• Assignment: Leave out the pictures and restate the rest of the data exactly.

*** Input data

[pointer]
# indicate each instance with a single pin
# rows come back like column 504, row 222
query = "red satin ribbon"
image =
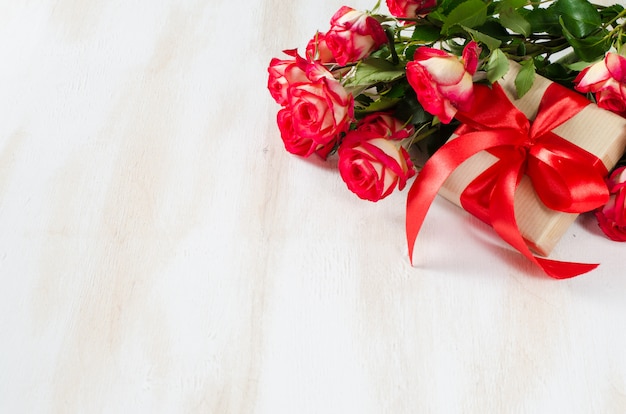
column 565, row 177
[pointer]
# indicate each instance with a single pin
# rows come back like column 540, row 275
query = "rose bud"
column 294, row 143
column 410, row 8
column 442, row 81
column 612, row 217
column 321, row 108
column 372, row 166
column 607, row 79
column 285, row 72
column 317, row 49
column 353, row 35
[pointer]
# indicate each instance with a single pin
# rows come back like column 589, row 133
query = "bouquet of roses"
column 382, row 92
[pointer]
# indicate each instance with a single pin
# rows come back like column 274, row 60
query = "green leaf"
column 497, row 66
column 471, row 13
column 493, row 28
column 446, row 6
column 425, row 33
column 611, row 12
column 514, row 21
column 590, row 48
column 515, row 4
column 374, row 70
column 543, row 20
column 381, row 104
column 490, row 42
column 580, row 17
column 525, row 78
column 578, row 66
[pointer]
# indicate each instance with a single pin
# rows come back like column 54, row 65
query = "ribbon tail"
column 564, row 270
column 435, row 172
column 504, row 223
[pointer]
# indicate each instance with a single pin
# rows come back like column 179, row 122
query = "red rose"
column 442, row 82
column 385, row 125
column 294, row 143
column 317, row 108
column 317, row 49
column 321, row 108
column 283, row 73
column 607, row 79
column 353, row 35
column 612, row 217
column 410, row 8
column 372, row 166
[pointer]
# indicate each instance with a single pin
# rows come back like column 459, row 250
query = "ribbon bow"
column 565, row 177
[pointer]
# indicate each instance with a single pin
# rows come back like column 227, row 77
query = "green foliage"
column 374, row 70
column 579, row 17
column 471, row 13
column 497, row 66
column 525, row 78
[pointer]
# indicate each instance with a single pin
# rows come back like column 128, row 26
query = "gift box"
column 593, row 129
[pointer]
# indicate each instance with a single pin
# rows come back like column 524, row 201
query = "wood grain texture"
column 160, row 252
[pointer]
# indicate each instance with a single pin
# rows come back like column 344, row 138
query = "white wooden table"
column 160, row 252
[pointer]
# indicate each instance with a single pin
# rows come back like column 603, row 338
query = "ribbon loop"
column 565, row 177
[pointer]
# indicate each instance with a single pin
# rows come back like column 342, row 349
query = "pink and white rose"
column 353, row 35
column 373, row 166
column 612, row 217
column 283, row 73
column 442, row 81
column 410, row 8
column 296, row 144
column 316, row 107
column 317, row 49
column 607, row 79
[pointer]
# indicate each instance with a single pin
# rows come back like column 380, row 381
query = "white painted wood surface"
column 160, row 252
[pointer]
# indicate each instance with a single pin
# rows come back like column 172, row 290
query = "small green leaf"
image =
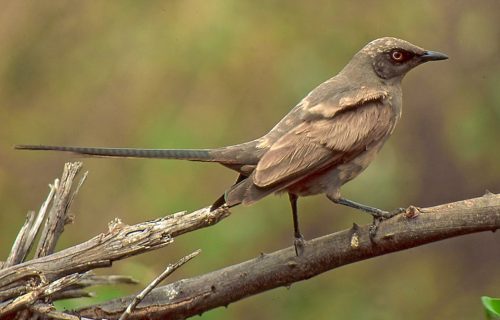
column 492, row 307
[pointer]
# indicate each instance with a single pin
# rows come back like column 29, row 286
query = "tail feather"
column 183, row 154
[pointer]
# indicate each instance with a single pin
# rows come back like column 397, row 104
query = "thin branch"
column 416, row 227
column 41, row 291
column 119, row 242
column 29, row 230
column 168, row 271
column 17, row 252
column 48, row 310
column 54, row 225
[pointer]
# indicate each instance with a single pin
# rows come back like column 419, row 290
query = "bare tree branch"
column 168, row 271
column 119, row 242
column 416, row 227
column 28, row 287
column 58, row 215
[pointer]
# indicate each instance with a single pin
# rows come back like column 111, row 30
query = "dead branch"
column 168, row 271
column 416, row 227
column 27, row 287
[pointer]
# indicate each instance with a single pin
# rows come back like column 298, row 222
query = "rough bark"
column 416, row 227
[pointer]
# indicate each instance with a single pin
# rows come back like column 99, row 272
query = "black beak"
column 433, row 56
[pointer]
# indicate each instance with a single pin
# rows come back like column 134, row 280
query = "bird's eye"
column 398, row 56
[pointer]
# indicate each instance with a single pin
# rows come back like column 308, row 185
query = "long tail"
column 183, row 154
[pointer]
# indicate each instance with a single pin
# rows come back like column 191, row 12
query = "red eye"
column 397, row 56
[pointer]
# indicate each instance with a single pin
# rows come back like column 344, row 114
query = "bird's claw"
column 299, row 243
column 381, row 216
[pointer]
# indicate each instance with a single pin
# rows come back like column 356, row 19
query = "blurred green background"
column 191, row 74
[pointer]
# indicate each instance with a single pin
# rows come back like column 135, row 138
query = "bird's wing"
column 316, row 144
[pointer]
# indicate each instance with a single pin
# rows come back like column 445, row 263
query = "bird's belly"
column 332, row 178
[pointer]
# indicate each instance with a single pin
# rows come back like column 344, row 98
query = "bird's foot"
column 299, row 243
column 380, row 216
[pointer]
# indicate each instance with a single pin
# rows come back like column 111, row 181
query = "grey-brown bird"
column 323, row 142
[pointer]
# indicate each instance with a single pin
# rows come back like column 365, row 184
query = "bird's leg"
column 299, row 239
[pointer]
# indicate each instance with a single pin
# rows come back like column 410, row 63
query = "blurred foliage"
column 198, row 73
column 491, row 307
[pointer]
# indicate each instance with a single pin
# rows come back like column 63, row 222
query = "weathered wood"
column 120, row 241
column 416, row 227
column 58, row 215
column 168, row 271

******

• Output for this task:
[pointer]
# indicate each instance with a single pin
# rows come back like column 504, row 222
query = "red satin ribbon"
image =
column 565, row 177
[pointer]
# indicate each instance with a single pin
# rows come back like column 540, row 275
query = "rose bud"
column 294, row 143
column 410, row 8
column 442, row 81
column 612, row 217
column 321, row 108
column 372, row 166
column 607, row 79
column 285, row 72
column 317, row 49
column 353, row 35
[pointer]
# indicate each instance with a single pin
# rows come back like column 589, row 133
query = "bouquet of roses"
column 382, row 92
[pointer]
# indicate each instance with a single pin
# rows come back like column 274, row 60
query = "green leaf"
column 497, row 66
column 471, row 13
column 493, row 28
column 446, row 6
column 425, row 33
column 611, row 12
column 514, row 21
column 590, row 48
column 515, row 4
column 374, row 70
column 543, row 20
column 381, row 104
column 490, row 42
column 580, row 17
column 525, row 78
column 578, row 66
[pointer]
# indicate each instance with a single pin
# rows come back like column 54, row 65
query = "ribbon tail"
column 564, row 270
column 435, row 172
column 504, row 223
[pointer]
# indicate each instance with a single pin
# rows come back like column 179, row 122
query = "red rose"
column 442, row 82
column 385, row 125
column 294, row 143
column 317, row 108
column 317, row 49
column 321, row 108
column 283, row 73
column 607, row 79
column 353, row 35
column 612, row 217
column 410, row 8
column 372, row 166
[pointer]
# indicate each instance with a single pin
# rows come back like column 459, row 250
query = "ribbon bow"
column 565, row 177
[pointer]
# indicate each instance with a single pin
# rows come back like column 227, row 77
query = "green foliage"
column 374, row 70
column 579, row 17
column 471, row 13
column 497, row 66
column 525, row 78
[pointer]
# indicate each instance with a single pin
# rows come back like column 128, row 26
query = "gift box"
column 593, row 129
[pointer]
# indicate each instance with a single pin
# rows come back like column 524, row 201
query = "wood grain texture"
column 160, row 252
[pointer]
# indicate each instance with a single pin
# rows come back like column 344, row 138
query = "white wooden table"
column 160, row 252
[pointer]
# indicate each instance with a single pin
# rows come back like column 603, row 338
query = "ribbon loop"
column 565, row 177
[pointer]
# indicate each instance with a single pin
# rows come back like column 342, row 349
query = "pink and white rose"
column 353, row 35
column 373, row 166
column 612, row 217
column 283, row 73
column 442, row 81
column 410, row 8
column 296, row 144
column 316, row 107
column 317, row 49
column 607, row 79
[pointer]
# indicate each instance with a single pin
# rows come back like column 380, row 381
query = "white painted wood surface"
column 160, row 252
[pointer]
# indicate each instance with a single pin
# rows come back like column 172, row 290
query = "small green leaf"
image =
column 492, row 307
[pointer]
# indicate each instance with a single pin
# rows come back like column 29, row 286
query = "tail feather"
column 183, row 154
[pointer]
# indicate each instance with a single pin
# rows come back like column 397, row 104
query = "thin branch"
column 416, row 227
column 41, row 291
column 119, row 242
column 29, row 230
column 168, row 271
column 17, row 252
column 48, row 310
column 54, row 225
[pointer]
# indicate each instance with a single pin
# rows come back like column 419, row 290
query = "bare tree branch"
column 168, row 271
column 119, row 242
column 416, row 227
column 28, row 287
column 58, row 215
[pointer]
# indicate each instance with a single pin
# rows come back like column 111, row 30
query = "dead branch"
column 168, row 271
column 416, row 227
column 27, row 287
[pointer]
# indicate each instance with a single pin
# rows come back like column 298, row 222
query = "rough bark"
column 416, row 227
[pointer]
# indicate each instance with a single pin
# rows come back like column 99, row 272
query = "black beak"
column 433, row 56
[pointer]
# indicate each instance with a single pin
# rows come back like column 134, row 280
query = "bird's eye"
column 398, row 56
[pointer]
# indicate each instance with a single pin
# rows come back like column 308, row 185
query = "long tail"
column 183, row 154
[pointer]
# indicate each instance with a single pin
# rows come back like column 191, row 12
query = "red eye"
column 397, row 56
[pointer]
# indicate each instance with a single pin
# rows come back like column 344, row 114
query = "bird's claw"
column 299, row 243
column 381, row 216
[pointer]
# indicate each instance with a single pin
# rows come back like column 356, row 19
query = "blurred green background"
column 191, row 74
[pointer]
# indicate each instance with a single pin
# rows come back like column 135, row 138
query = "bird's wing"
column 316, row 144
[pointer]
# indicate each instance with a single pin
# rows come back like column 445, row 263
query = "bird's belly"
column 332, row 178
[pointer]
# indicate each instance with a single pin
# rows come back like column 344, row 98
query = "bird's foot"
column 299, row 243
column 380, row 216
[pointer]
# indicate each instance with a single pin
# rows come back like column 111, row 181
query = "grey-brown bird"
column 323, row 142
[pointer]
# indicate each instance with a single pin
# rows come back like column 365, row 184
query = "bird's leg"
column 299, row 239
[pointer]
# indicate each instance with a single pin
# rows come back like column 410, row 63
query = "blurred foliage"
column 198, row 73
column 491, row 307
[pointer]
# indicate each instance with a single pin
# rows come back like column 63, row 222
query = "weathered wood"
column 120, row 241
column 416, row 227
column 58, row 215
column 168, row 271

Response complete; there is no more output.